**Work to complete:**
Copy all the material below, exactly as it stands.

(Annotated coordinate records)
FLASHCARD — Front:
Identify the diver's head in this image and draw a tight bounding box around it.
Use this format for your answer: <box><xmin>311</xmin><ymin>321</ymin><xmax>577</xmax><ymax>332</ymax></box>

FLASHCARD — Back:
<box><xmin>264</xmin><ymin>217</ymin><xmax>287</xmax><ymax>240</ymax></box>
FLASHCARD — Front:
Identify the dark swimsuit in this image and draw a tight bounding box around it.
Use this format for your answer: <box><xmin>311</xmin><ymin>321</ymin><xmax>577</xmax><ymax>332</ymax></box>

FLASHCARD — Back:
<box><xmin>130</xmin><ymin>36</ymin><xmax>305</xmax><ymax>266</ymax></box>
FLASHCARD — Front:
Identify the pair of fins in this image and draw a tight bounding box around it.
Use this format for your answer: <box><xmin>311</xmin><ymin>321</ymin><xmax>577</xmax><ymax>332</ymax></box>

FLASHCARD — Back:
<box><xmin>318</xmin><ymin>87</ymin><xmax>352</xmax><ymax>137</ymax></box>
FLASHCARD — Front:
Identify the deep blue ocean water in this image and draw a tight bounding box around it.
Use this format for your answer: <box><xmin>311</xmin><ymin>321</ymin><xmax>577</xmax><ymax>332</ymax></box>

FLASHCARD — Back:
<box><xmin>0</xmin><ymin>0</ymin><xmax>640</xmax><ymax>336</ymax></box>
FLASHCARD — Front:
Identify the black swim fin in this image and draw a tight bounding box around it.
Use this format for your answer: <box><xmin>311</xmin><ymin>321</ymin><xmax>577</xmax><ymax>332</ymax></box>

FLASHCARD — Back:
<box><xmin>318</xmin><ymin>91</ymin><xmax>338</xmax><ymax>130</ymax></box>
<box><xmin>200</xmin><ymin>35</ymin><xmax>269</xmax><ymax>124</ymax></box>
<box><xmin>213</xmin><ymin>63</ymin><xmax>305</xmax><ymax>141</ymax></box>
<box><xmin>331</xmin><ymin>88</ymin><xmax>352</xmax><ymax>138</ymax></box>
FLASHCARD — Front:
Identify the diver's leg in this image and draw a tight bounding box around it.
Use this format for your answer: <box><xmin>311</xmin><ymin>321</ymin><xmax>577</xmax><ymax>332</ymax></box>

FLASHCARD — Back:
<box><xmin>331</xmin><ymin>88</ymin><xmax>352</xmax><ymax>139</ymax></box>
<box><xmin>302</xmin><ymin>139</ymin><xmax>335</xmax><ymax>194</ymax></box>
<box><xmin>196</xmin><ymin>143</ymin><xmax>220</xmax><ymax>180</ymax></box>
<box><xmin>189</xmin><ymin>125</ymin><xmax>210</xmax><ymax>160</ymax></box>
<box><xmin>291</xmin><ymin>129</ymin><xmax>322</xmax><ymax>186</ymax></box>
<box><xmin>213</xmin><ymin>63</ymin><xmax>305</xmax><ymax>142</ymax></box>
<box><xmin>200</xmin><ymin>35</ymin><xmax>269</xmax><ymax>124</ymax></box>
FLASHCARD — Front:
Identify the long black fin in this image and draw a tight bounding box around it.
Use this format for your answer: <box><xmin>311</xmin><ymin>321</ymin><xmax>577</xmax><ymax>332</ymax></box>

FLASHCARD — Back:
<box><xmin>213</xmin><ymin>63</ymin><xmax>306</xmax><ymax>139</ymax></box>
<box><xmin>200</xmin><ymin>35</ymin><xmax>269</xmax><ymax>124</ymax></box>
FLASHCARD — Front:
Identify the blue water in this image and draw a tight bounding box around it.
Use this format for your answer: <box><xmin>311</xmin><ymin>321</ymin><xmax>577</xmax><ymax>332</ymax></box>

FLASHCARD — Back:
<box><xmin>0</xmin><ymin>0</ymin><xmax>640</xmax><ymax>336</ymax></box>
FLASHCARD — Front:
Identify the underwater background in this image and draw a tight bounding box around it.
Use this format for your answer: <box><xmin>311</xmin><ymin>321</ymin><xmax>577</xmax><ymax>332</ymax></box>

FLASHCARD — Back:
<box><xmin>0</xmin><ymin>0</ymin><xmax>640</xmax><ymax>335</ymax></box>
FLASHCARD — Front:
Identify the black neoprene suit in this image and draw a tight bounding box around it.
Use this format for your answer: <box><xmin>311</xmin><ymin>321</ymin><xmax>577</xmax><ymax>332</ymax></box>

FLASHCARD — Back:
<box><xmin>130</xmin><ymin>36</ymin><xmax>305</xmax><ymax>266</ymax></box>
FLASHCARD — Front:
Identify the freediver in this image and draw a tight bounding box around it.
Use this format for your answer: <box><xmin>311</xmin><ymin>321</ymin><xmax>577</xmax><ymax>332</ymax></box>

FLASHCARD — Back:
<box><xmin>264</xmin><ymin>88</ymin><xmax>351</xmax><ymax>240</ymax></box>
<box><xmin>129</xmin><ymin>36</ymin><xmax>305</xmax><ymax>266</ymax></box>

**Worked solution:**
FLASHCARD — Front:
Identify the diver's head in this image and draw a tight bounding box around it.
Use this format for your answer: <box><xmin>311</xmin><ymin>321</ymin><xmax>577</xmax><ymax>332</ymax></box>

FLASHCARD — Back:
<box><xmin>264</xmin><ymin>217</ymin><xmax>287</xmax><ymax>240</ymax></box>
FLASHCARD — Front:
Identify the dark swimsuit in this image and draw a tight bounding box around it.
Use this format for your answer: <box><xmin>311</xmin><ymin>321</ymin><xmax>577</xmax><ymax>332</ymax></box>

FLASHCARD — Back:
<box><xmin>130</xmin><ymin>36</ymin><xmax>305</xmax><ymax>266</ymax></box>
FLASHCARD — Front:
Identify the pair of fins in this image and draw a tight bounding box around it.
Use this format for your answer: <box><xmin>311</xmin><ymin>321</ymin><xmax>577</xmax><ymax>332</ymax></box>

FLASHCARD — Back:
<box><xmin>318</xmin><ymin>87</ymin><xmax>352</xmax><ymax>137</ymax></box>
FLASHCARD — Front:
Identify the deep blue ocean water in this image and draw a tight bounding box around it.
Use this format for your answer: <box><xmin>311</xmin><ymin>321</ymin><xmax>577</xmax><ymax>332</ymax></box>

FLASHCARD — Back:
<box><xmin>0</xmin><ymin>0</ymin><xmax>640</xmax><ymax>336</ymax></box>
FLASHCARD — Front:
Identify the black swim fin in this image and draw a tight bounding box around it.
Use this format for your answer: <box><xmin>311</xmin><ymin>321</ymin><xmax>577</xmax><ymax>332</ymax></box>

FLASHCARD — Back:
<box><xmin>318</xmin><ymin>91</ymin><xmax>338</xmax><ymax>130</ymax></box>
<box><xmin>200</xmin><ymin>35</ymin><xmax>269</xmax><ymax>124</ymax></box>
<box><xmin>213</xmin><ymin>63</ymin><xmax>305</xmax><ymax>141</ymax></box>
<box><xmin>331</xmin><ymin>88</ymin><xmax>352</xmax><ymax>138</ymax></box>
FLASHCARD — Front:
Identify the diver's leg in this image and draw a tight bounding box around it.
Use this format for your answer: <box><xmin>311</xmin><ymin>321</ymin><xmax>577</xmax><ymax>332</ymax></box>

FLASHCARD — Back:
<box><xmin>331</xmin><ymin>88</ymin><xmax>352</xmax><ymax>139</ymax></box>
<box><xmin>302</xmin><ymin>139</ymin><xmax>335</xmax><ymax>194</ymax></box>
<box><xmin>196</xmin><ymin>143</ymin><xmax>220</xmax><ymax>180</ymax></box>
<box><xmin>189</xmin><ymin>125</ymin><xmax>210</xmax><ymax>160</ymax></box>
<box><xmin>291</xmin><ymin>129</ymin><xmax>322</xmax><ymax>186</ymax></box>
<box><xmin>213</xmin><ymin>63</ymin><xmax>305</xmax><ymax>142</ymax></box>
<box><xmin>200</xmin><ymin>35</ymin><xmax>269</xmax><ymax>124</ymax></box>
FLASHCARD — Front:
Identify the long black fin in this image and draw a tight bounding box around it.
Use this format for your answer: <box><xmin>311</xmin><ymin>321</ymin><xmax>577</xmax><ymax>332</ymax></box>

FLASHCARD — Back:
<box><xmin>213</xmin><ymin>63</ymin><xmax>306</xmax><ymax>139</ymax></box>
<box><xmin>200</xmin><ymin>35</ymin><xmax>269</xmax><ymax>124</ymax></box>
FLASHCARD — Front:
Identify the blue water in this image and draw a tight bounding box around it.
Use this format for your answer: <box><xmin>311</xmin><ymin>321</ymin><xmax>577</xmax><ymax>332</ymax></box>

FLASHCARD — Back:
<box><xmin>0</xmin><ymin>0</ymin><xmax>640</xmax><ymax>336</ymax></box>
FLASHCARD — Front:
Identify the underwater background in this image and draw a tight bounding box around it.
Use this format for your answer: <box><xmin>311</xmin><ymin>321</ymin><xmax>577</xmax><ymax>332</ymax></box>

FLASHCARD — Back:
<box><xmin>0</xmin><ymin>0</ymin><xmax>640</xmax><ymax>335</ymax></box>
FLASHCARD — Front:
Identify the black neoprene suit in this image and draw a tight bounding box around it.
Use this format for your answer: <box><xmin>311</xmin><ymin>321</ymin><xmax>577</xmax><ymax>332</ymax></box>

FLASHCARD — Back:
<box><xmin>130</xmin><ymin>36</ymin><xmax>305</xmax><ymax>266</ymax></box>
FLASHCARD — Front:
Identify the freediver in this image and draw a tight bounding box around it.
Use this format for your answer: <box><xmin>311</xmin><ymin>321</ymin><xmax>577</xmax><ymax>332</ymax></box>

FLASHCARD — Back:
<box><xmin>264</xmin><ymin>88</ymin><xmax>351</xmax><ymax>240</ymax></box>
<box><xmin>129</xmin><ymin>36</ymin><xmax>305</xmax><ymax>266</ymax></box>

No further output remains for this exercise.